Action item
Extend the Mark Banks comedy review past its last sentence, continuing in its voice.

Selected passage
★ ★ ★

Comedy Review: Mark Banks – Alive! Or Facetious Facility

October 29, 2022

 

By BRUCE DENNILL

 

Mark Banks: Alive! / Studio Theatre, Pieter Toerien’s Montecasino Theatre, Fourways, Johannesburg

 

The stage for Mark Banks’ one-man comedy show at the Studio Theatre is littered with coloured plastic balls, discarded wigs, hatstands and other colourful detritus. For anyone familiar with Banks’ performance style, that feels like a reasonable metaphor for his mind – packed with a bizarre array of facts, trivia and puns, all mashed up into a sort of surrealist soup that seems to give Banks only a little more sense of where he’s going next than the audience is privy to.

All of which makes Alive! an appropriately non-committal and pleasingly emotionally accurate title for a show in which Banks goes pretty much wherever he wants to in terms of topics. He begins the evening in a costume that will make those insiders who recognise the character chuckle and maintains a similar level of irreverence for the rest of the show’s running time.

★ ★ ★

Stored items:
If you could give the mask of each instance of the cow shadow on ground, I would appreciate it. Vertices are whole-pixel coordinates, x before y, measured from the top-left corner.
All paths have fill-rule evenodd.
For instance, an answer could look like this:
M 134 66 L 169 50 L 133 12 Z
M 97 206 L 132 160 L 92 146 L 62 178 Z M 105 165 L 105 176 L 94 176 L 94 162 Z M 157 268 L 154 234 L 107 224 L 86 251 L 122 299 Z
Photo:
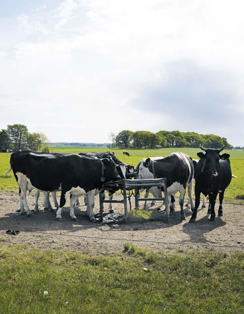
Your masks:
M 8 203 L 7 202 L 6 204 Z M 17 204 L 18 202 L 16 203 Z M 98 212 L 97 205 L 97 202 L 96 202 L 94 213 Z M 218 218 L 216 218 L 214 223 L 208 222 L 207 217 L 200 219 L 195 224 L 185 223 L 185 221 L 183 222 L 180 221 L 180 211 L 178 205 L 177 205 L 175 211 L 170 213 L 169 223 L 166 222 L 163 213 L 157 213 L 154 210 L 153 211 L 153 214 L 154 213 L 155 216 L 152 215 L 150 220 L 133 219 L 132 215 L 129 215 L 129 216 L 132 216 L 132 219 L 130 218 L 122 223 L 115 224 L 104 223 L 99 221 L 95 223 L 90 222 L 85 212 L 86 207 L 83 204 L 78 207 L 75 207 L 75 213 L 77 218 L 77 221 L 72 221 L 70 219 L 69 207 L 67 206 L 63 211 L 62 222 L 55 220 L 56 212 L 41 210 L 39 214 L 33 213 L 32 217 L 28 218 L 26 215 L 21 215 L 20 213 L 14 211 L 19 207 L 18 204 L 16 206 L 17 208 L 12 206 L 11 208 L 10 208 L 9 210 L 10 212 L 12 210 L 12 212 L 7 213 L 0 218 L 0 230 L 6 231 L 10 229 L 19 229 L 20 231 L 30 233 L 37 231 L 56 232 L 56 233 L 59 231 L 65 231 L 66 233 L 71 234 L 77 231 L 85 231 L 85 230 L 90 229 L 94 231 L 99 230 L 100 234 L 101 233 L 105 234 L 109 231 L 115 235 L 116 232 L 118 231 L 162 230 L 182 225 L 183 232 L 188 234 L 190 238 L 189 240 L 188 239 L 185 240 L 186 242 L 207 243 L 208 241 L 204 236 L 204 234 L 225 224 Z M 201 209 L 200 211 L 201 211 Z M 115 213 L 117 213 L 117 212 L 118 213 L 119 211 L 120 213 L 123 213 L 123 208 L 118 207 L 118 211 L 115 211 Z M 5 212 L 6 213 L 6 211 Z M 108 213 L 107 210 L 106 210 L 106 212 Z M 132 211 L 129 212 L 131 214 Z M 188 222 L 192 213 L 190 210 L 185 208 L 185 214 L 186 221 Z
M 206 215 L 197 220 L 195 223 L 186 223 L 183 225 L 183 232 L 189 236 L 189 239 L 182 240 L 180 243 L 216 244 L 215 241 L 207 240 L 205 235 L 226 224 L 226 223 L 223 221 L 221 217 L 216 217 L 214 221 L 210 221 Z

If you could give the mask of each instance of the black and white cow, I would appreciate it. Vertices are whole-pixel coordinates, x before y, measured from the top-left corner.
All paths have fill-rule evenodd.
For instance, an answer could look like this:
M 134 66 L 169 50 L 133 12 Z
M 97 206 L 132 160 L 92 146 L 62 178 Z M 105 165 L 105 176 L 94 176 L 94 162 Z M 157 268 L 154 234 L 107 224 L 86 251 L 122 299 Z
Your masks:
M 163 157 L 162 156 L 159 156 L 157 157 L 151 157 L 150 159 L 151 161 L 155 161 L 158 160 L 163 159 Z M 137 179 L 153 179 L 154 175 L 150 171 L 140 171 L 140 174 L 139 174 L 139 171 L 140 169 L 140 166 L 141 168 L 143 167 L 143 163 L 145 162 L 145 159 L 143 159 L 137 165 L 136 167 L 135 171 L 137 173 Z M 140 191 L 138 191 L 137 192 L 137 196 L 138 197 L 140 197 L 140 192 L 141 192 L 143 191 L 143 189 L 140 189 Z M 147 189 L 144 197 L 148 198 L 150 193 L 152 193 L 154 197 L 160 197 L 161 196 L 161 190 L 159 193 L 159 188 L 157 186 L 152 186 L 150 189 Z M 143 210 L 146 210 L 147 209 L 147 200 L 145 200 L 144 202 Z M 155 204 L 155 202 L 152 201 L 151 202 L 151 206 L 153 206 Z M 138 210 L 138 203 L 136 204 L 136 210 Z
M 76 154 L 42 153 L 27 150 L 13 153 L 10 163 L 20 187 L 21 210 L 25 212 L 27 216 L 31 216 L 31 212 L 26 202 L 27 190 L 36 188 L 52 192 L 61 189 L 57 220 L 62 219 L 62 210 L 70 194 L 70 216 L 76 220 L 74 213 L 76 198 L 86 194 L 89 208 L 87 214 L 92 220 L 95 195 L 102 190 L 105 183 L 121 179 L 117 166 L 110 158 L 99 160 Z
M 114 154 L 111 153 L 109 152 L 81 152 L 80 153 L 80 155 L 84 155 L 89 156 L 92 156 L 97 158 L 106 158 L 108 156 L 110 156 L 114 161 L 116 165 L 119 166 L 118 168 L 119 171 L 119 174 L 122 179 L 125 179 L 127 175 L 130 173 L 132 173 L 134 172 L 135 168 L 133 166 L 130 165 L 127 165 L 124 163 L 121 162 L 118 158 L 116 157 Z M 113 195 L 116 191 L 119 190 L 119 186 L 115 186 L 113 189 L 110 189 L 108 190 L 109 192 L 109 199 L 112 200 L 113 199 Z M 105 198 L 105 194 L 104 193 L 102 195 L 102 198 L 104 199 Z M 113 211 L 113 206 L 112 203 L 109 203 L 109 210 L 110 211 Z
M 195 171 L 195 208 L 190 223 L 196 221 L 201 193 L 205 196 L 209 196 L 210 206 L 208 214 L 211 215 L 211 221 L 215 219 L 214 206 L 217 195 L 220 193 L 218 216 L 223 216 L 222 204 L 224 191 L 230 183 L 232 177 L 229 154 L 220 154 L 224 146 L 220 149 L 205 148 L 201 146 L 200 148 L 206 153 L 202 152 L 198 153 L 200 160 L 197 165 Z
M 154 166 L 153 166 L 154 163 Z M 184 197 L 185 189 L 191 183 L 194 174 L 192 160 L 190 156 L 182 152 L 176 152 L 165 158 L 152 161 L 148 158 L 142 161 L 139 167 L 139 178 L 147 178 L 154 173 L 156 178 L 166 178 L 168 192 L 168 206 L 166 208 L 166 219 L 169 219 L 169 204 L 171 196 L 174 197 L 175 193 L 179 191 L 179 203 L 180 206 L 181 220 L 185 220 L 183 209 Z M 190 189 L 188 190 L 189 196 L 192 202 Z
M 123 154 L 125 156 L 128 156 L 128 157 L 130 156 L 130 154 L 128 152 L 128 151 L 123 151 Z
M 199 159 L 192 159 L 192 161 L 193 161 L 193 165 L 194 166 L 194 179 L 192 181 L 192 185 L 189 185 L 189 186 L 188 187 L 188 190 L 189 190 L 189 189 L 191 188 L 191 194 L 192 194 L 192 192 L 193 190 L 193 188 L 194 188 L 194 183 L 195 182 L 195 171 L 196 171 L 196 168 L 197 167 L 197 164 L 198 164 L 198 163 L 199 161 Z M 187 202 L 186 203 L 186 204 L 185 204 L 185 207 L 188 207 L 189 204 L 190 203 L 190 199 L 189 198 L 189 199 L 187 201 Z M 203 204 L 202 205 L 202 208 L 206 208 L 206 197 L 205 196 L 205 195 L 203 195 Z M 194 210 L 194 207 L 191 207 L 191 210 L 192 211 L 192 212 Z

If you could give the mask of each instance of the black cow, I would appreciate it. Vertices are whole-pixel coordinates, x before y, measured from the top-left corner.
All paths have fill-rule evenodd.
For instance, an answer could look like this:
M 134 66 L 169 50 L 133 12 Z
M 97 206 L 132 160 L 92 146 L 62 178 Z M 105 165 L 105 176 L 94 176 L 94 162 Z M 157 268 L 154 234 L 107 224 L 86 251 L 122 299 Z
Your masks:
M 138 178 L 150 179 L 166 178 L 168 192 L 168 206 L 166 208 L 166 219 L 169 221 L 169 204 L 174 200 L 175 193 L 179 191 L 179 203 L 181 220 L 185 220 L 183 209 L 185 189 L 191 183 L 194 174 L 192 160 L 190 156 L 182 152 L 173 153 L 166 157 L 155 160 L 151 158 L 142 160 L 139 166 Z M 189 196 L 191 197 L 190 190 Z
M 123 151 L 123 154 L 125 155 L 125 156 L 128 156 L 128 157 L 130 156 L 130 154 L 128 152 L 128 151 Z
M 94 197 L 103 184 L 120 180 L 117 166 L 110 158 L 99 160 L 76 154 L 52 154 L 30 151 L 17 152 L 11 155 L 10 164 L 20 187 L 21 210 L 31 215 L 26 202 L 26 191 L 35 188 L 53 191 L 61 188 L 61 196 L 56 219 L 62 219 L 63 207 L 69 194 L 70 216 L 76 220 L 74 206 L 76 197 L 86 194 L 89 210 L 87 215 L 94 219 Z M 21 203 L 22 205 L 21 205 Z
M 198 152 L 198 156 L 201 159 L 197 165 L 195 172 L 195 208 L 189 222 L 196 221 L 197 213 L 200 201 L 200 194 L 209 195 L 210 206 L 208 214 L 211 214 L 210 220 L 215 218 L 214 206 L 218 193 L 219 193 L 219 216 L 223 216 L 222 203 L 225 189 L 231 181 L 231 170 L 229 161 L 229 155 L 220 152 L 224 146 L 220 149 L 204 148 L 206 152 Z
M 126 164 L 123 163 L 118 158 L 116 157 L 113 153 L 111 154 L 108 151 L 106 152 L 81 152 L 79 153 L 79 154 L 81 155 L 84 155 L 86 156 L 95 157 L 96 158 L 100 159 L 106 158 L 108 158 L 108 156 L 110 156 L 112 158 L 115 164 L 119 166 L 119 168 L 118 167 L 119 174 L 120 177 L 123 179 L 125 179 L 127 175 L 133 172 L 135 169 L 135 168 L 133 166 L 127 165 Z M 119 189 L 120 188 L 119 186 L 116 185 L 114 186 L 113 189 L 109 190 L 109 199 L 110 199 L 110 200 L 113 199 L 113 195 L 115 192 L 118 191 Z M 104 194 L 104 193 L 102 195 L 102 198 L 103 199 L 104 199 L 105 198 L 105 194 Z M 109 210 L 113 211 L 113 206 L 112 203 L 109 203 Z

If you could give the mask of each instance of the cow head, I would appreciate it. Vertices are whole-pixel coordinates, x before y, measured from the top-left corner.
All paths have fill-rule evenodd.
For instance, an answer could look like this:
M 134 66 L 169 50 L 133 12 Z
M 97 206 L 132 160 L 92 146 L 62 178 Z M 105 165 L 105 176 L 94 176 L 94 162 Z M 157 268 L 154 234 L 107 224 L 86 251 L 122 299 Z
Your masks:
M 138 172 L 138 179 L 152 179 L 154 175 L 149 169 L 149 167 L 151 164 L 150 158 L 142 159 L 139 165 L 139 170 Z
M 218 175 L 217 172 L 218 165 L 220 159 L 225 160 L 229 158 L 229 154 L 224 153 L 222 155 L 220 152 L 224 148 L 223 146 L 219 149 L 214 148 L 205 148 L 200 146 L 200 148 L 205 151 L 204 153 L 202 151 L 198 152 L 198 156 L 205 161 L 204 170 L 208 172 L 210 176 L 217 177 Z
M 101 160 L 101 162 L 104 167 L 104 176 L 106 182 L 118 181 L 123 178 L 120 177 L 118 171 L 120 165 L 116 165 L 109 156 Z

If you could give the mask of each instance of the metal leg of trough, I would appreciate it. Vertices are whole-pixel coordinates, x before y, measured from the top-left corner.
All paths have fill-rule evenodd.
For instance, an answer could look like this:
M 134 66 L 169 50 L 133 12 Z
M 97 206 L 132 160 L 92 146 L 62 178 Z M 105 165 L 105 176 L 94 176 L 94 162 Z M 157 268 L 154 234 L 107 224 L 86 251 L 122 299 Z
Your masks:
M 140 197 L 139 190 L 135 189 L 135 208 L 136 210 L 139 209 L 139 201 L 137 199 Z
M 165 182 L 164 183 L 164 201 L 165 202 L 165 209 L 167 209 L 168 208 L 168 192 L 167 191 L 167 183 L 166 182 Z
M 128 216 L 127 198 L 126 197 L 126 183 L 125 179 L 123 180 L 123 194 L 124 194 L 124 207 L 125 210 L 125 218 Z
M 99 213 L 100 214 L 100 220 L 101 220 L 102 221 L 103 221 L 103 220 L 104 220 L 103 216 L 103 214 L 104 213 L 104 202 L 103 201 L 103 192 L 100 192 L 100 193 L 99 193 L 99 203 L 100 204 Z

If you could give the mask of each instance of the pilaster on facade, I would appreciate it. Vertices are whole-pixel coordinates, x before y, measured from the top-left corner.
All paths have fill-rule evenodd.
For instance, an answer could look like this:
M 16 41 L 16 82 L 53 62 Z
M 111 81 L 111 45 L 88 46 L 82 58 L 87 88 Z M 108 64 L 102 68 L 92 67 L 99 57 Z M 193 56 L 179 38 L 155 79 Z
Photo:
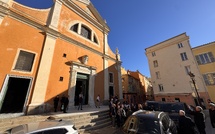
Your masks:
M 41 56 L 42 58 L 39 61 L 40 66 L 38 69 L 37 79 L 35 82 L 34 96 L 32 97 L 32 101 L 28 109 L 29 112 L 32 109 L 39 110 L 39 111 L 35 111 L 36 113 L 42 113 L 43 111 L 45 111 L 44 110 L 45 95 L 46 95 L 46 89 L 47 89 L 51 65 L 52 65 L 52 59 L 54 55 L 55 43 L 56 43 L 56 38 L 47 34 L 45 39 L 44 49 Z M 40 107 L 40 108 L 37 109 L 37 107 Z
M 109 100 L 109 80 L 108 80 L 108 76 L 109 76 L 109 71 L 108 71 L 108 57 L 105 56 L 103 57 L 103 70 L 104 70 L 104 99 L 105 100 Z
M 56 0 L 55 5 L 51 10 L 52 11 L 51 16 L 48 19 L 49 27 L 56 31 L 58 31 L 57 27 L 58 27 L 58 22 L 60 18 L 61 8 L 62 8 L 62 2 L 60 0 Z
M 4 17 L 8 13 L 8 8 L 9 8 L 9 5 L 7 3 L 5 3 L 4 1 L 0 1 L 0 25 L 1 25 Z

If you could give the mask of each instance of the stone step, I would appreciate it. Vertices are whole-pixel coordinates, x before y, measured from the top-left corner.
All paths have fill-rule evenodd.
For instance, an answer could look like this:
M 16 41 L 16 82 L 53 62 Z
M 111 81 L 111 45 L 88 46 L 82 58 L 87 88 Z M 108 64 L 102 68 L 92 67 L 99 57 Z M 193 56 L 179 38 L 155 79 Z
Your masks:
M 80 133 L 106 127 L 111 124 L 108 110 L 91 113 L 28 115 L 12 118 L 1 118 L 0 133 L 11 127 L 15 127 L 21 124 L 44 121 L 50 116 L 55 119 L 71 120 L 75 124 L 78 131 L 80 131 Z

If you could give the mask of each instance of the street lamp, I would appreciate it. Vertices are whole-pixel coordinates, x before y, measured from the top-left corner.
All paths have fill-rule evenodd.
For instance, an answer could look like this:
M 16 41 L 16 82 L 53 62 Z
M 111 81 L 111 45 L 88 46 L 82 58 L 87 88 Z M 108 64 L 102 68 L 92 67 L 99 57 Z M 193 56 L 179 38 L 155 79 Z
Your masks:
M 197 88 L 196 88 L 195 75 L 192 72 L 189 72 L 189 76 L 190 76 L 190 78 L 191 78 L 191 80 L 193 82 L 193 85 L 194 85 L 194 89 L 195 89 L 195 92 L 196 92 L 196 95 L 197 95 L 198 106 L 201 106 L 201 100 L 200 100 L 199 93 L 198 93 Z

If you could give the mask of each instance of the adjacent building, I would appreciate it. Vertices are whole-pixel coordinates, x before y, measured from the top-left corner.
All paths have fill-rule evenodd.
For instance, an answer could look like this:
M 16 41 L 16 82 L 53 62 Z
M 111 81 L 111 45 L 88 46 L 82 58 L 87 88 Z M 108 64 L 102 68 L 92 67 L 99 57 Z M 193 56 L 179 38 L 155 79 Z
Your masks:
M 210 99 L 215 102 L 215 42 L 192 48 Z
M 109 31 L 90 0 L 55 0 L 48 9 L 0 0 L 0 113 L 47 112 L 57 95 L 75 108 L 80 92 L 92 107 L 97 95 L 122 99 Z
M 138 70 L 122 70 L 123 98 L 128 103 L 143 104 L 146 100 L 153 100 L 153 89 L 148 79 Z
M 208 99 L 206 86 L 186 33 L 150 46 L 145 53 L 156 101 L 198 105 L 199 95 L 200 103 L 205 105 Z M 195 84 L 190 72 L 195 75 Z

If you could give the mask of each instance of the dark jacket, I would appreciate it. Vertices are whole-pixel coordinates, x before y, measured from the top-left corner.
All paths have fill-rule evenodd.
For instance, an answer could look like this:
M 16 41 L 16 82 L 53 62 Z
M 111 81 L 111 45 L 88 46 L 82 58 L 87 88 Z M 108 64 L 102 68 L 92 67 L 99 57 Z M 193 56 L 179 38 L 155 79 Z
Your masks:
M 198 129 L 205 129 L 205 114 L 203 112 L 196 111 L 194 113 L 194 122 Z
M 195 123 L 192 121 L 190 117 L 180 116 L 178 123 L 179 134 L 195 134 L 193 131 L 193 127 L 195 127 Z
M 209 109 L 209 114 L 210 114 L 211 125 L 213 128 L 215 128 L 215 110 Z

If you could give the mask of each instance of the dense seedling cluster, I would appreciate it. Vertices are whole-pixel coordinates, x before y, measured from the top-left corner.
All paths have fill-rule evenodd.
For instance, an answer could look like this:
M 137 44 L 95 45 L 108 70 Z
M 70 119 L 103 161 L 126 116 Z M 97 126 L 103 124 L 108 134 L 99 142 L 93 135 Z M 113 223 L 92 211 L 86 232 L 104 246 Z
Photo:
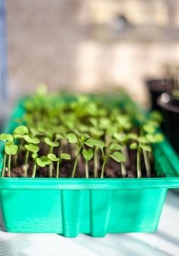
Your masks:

★ ★ ★

Task answer
There’s a modicum of structure – a particular prop gets used three or four times for a stream of linked gags – but around that spine, Banks meanders merrily, beginning by inserting a stage giggle as a tone setter before, as the audience gets fully on board, he occasionally laughs himself to tears between delivering lines as improvised threads unfurl and tie themselves in knots. This helps promote a mood of glorious silliness in which, among other things, it’s difficult to feel stress and easy to be cheerful, even when Banks’ satire is built around serious and even disagreeable subject matter (the current affairs stuff that informs most more predictable comedy shows).

The lack of a single major hook or focus means Alive! is not built to help you process what’s going on in the world (post-pandemic recovery, infrastructure collapse and all of that fun stuff). But sharp observations, intelligent wordplay (“The electricity was off, so I had to open my gate artisinally”), an affinity for no-warning mental gymnastics and an ever-present streak of empathy give Banks more than enough tools to reach his audience with whatever version of this show he puts together on any given night. Warmth and laughs.